INFORMATION
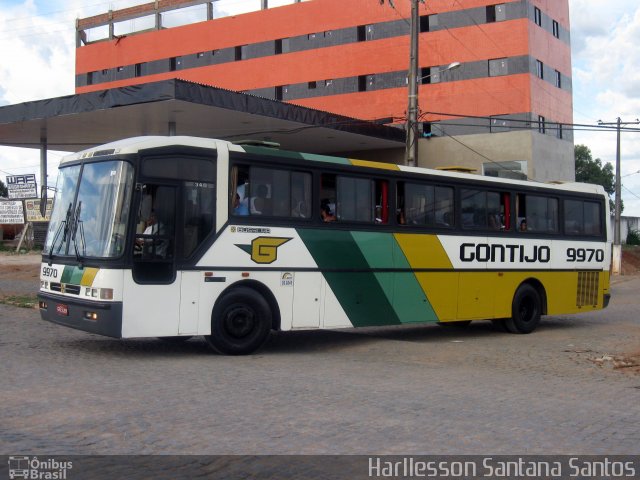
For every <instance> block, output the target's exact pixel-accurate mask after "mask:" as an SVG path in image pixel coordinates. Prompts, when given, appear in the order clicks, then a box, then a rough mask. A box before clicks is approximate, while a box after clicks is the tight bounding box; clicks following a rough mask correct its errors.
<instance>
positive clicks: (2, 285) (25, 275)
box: [0, 247, 640, 375]
mask: <svg viewBox="0 0 640 480" xmlns="http://www.w3.org/2000/svg"><path fill="white" fill-rule="evenodd" d="M41 258H42V257H41V255H40V254H39V253H26V254H15V253H8V252H0V303H9V304H13V305H19V306H33V308H36V307H37V300H36V294H37V291H38V287H39V271H40V262H41ZM635 275H640V247H625V248H624V249H623V251H622V275H621V276H619V277H615V278H613V280H612V283H613V284H615V283H617V282H624V281H625V277H629V276H635ZM606 357H607V358H605V357H602V358H595V359H593V360H592V361H593V362H594V363H596V364H598V362H600V363H601V365H600V366H603V365H607V366H613V368H614V369H616V370H619V371H621V372H624V373H631V374H636V375H640V350H639V351H631V352H625V353H624V354H619V355H613V356H609V355H606Z"/></svg>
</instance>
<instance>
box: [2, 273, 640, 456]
mask: <svg viewBox="0 0 640 480" xmlns="http://www.w3.org/2000/svg"><path fill="white" fill-rule="evenodd" d="M36 286H37V281H34V288H36ZM639 287H640V277H624V278H623V279H622V281H619V282H618V283H616V284H615V285H614V288H613V294H614V296H613V300H612V303H611V305H610V307H609V308H608V309H606V310H604V311H601V312H596V313H588V314H584V315H577V316H557V317H548V318H546V319H545V320H544V321H543V323H542V325H541V326H540V327H539V329H538V330H537V331H536V332H535V333H533V334H531V335H511V334H507V333H501V332H498V331H496V330H494V329H493V328H492V326H491V324H490V323H489V322H474V323H472V324H471V325H470V326H469V327H468V328H467V329H456V328H442V327H438V326H435V325H433V326H424V327H394V328H385V329H380V328H376V329H362V330H349V331H320V332H293V333H283V334H278V335H276V336H274V337H273V338H272V339H271V340H270V341H269V343H268V344H267V346H266V347H265V348H264V349H263V350H262V351H260V352H259V353H258V354H257V355H253V356H247V357H223V356H218V355H215V354H212V353H211V352H210V351H209V350H208V349H207V347H206V346H205V344H204V342H203V341H201V340H200V339H193V340H190V341H189V342H186V343H184V344H180V345H175V344H167V343H164V342H162V341H159V340H151V339H149V340H127V341H119V340H113V339H109V338H104V337H100V336H96V335H91V334H87V333H84V332H78V331H74V330H71V329H68V328H64V327H61V326H57V325H53V324H49V323H45V322H43V321H41V320H40V319H39V314H38V312H37V310H30V309H21V308H16V307H12V306H7V305H0V332H1V336H0V355H1V357H0V359H1V361H2V365H3V367H2V372H3V374H2V375H1V376H0V453H3V454H15V453H16V452H24V453H23V454H32V455H37V454H48V455H54V454H334V453H335V454H357V453H360V454H425V453H429V454H493V455H497V454H541V453H553V454H639V453H640V427H639V423H638V418H639V413H640V376H639V375H634V374H625V373H624V372H623V371H622V369H614V368H613V367H612V365H611V363H612V362H610V361H609V360H608V358H609V356H611V355H615V354H621V353H624V352H637V351H638V350H640V340H639V339H640V320H639V319H638V305H639V300H638V296H637V292H638V291H639Z"/></svg>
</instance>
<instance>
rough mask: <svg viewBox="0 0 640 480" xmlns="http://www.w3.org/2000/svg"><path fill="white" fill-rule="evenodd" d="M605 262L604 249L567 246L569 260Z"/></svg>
mask: <svg viewBox="0 0 640 480" xmlns="http://www.w3.org/2000/svg"><path fill="white" fill-rule="evenodd" d="M594 260H595V261H596V262H603V261H604V250H602V249H601V248H567V261H568V262H593V261H594Z"/></svg>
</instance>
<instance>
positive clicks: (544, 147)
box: [418, 131, 575, 182]
mask: <svg viewBox="0 0 640 480" xmlns="http://www.w3.org/2000/svg"><path fill="white" fill-rule="evenodd" d="M492 161H493V162H512V161H524V162H527V165H528V171H527V172H526V173H527V176H528V177H529V178H530V179H531V180H537V181H541V182H547V181H553V180H561V181H573V180H574V179H575V168H574V164H575V160H574V153H573V144H571V143H569V142H567V141H563V140H559V139H557V138H555V137H553V136H551V135H543V134H539V133H537V132H533V131H519V132H505V133H491V134H478V135H464V136H462V137H459V138H455V139H453V138H451V137H437V138H433V137H432V138H430V139H420V146H419V162H418V164H419V166H421V167H428V168H437V167H445V166H452V165H456V166H462V167H469V168H474V169H476V170H477V173H478V174H481V173H482V165H483V164H485V163H490V162H492Z"/></svg>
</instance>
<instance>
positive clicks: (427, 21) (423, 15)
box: [420, 7, 488, 33]
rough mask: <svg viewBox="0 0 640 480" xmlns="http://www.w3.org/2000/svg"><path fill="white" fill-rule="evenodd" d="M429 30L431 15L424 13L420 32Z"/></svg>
mask: <svg viewBox="0 0 640 480" xmlns="http://www.w3.org/2000/svg"><path fill="white" fill-rule="evenodd" d="M487 8H488V7H487ZM428 31H429V15H422V16H421V17H420V33H422V32H428Z"/></svg>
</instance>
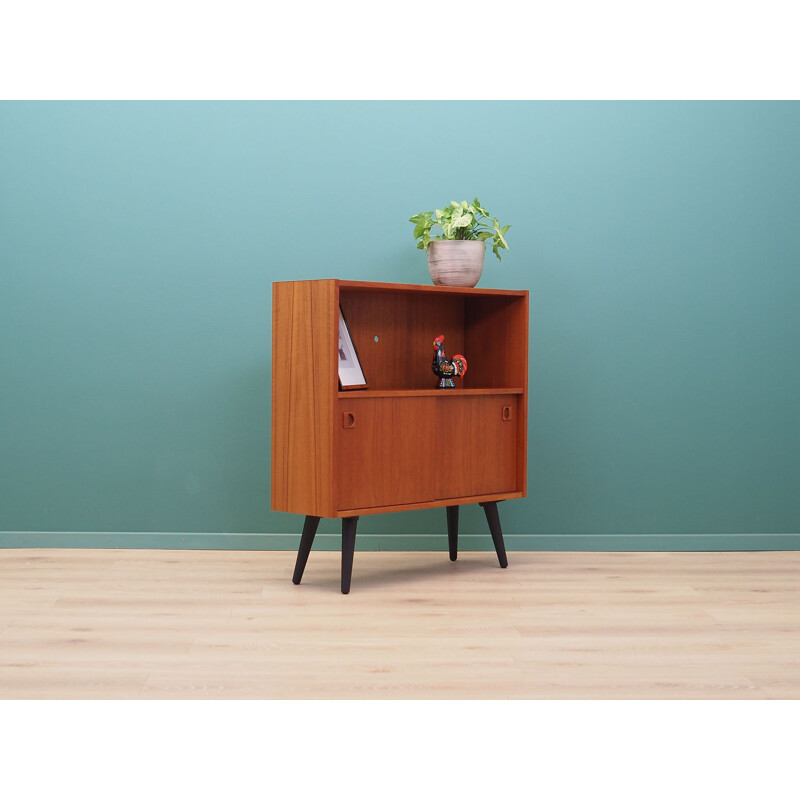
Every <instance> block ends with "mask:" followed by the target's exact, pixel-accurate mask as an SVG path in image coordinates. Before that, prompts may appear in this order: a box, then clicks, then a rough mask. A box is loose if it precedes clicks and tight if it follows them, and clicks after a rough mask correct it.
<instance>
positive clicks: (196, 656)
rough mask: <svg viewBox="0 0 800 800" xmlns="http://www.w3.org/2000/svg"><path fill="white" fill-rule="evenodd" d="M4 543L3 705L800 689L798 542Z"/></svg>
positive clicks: (771, 694)
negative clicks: (345, 587)
mask: <svg viewBox="0 0 800 800" xmlns="http://www.w3.org/2000/svg"><path fill="white" fill-rule="evenodd" d="M294 560H295V554H294V553H292V552H286V551H280V552H276V551H271V552H264V551H254V552H249V551H248V552H245V551H209V550H205V551H197V550H195V551H192V550H171V551H165V550H85V549H9V550H0V698H37V699H38V698H82V699H89V698H115V699H117V698H118V699H128V698H130V699H147V698H157V699H167V698H231V699H233V698H251V699H281V698H309V699H328V698H333V699H338V698H348V699H349V698H352V699H372V698H387V699H390V698H403V699H405V698H423V699H424V698H445V699H484V698H497V699H500V698H503V699H505V698H509V699H525V698H587V699H588V698H608V699H613V698H635V699H648V698H665V699H667V698H704V699H705V698H741V699H747V698H754V699H766V698H800V580H799V579H800V552H722V553H720V552H700V553H674V552H670V553H662V552H647V553H640V552H524V553H523V552H510V553H509V567H508V569H506V570H501V569H500V568H499V567H498V565H497V559H496V557H495V555H494V553H489V552H480V553H475V552H465V553H460V554H459V558H458V561H456V562H451V561H449V559H448V556H447V553H446V552H425V553H420V552H407V553H397V552H358V551H357V552H356V556H355V566H354V569H353V583H352V590H351V592H350V594H349V595H342V594H341V593H340V592H339V568H340V556H339V554H338V553H335V552H323V551H319V552H317V551H313V550H312V552H311V556H310V558H309V562H308V566H307V567H306V572H305V575H304V577H303V582H302V584H301V585H299V586H295V585H293V584H292V582H291V575H292V570H293V567H294Z"/></svg>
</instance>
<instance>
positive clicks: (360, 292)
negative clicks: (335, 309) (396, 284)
mask: <svg viewBox="0 0 800 800" xmlns="http://www.w3.org/2000/svg"><path fill="white" fill-rule="evenodd" d="M339 303H340V305H341V307H342V313H343V314H344V318H345V320H346V321H347V327H348V328H349V330H350V336H351V337H352V339H353V344H354V345H355V347H356V350H357V352H358V358H359V361H360V362H361V366H362V368H363V370H364V377H365V379H366V381H367V383H368V384H369V388H370V389H433V388H435V386H436V376H435V375H434V374H433V372H432V371H431V362H432V361H433V340H434V339H435V338H436V337H437V336H438V335H439V334H440V333H443V334H444V336H445V342H444V344H445V352H446V353H447V355H448V357H452V356H453V355H455V354H456V353H464V355H466V356H467V360H469V356H468V355H467V354H466V353H465V352H464V298H463V297H459V296H457V295H456V296H454V295H441V296H438V295H429V294H410V293H404V292H391V291H388V292H387V291H379V292H369V291H347V290H346V289H345V288H342V289H341V291H340V294H339ZM376 336H377V337H378V341H377V342H376V341H375V337H376ZM467 373H469V369H468V370H467Z"/></svg>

WHAT THIS TASK INVOLVES
Scan the entries for lines with the string "then". Report only how many there are.

RESULT OF THIS EXERCISE
2